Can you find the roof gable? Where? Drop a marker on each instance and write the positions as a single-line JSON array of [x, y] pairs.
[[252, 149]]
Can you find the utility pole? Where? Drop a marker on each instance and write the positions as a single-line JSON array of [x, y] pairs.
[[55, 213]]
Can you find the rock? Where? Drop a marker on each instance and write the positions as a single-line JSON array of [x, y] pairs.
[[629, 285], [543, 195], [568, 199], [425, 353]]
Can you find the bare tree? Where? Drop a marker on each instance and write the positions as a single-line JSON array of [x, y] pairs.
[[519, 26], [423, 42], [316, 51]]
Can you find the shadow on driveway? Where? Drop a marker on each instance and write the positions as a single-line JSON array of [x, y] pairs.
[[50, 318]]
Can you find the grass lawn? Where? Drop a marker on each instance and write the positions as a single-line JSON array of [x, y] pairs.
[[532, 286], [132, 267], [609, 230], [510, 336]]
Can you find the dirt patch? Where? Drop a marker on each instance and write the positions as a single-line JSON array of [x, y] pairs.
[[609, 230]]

━━━

Your objective -
Copy out the lines above word for word, from the line containing "Can you find the grass" through the last line, and include no others.

Result of this task -
Can you find the grass lawn? Where? Drop a marker on each instance and write the positions as a single-line JSON array of [x, y] pairs.
[[532, 286], [132, 267], [609, 230], [510, 336]]
Can you find the dirt patch? Where? Drop a marker on each instance and write the positions as a single-line JSON array of [x, y] pairs.
[[609, 230]]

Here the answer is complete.